┌─ TRECHO FORNECIDO

Sou protetor de animais há mais de 30 anos. Desde o primeiro contato com a Laysa, foi amor à primeira vista. Então eu atuo como protetor e também sou tutor. Uma coisa acaba levando à outra. Quando você ama os animais, quer protegê-los. E venho fazendo isso há três décadas.
De onde veio esse amor pelos animais?
Herdei da minha mãe. Ela sempre resgatou cães e outros animais em situação de sofrimento nas ruas, levando-os para casa. Cresci nesse ambiente e aprendi a proteger os animais de forma independente, sem vínculo com ONGs.
Hoje, meu foco é a causa animal: sou convidado a escolas e eventos para dar palestras sobre maus-tratos e abandono, conscientizando crianças e adolescentes. Se alguém deseja ter um animal, deve cuidar bem dele e jamais maltratá-lo. Esse é o meu compromisso.
Haverá, neste fim de semana, um grande evento de apoio à causa animal. O senhor irá participar? Como analisa?

└─

◆ SEU OBJETIVO:
Transcreva, na ordem em que aparecem, todas as frases interrogativas do trecho sobre proteção animal.

┌─ DADOS EXTRAÍDOS

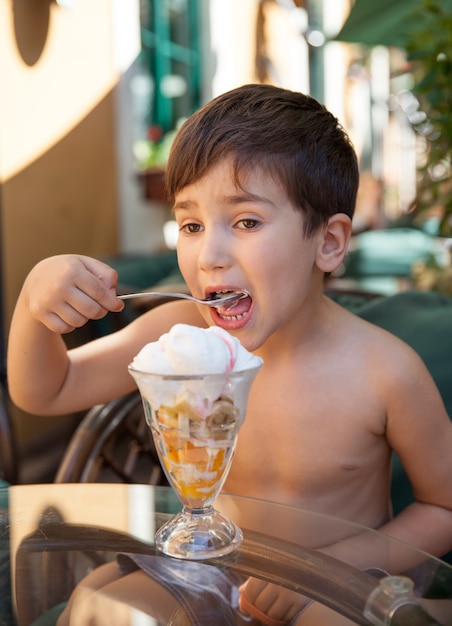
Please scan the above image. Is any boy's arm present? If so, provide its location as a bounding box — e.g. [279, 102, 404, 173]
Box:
[7, 255, 124, 414]
[379, 351, 452, 557]
[372, 346, 452, 557]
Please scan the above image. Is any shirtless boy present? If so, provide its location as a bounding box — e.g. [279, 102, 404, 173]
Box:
[8, 85, 452, 623]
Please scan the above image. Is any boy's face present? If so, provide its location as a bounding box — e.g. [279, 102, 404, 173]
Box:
[174, 161, 322, 350]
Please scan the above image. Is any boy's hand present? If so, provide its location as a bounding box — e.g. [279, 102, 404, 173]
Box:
[24, 254, 124, 334]
[239, 578, 310, 626]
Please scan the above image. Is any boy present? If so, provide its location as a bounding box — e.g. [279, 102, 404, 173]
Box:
[8, 85, 452, 623]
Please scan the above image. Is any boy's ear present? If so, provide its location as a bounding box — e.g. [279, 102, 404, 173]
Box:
[316, 213, 352, 273]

└─

◆ RESULTADO ABAIXO:
De onde veio esse amor pelos animais?
O senhor irá participar?
Como analisa?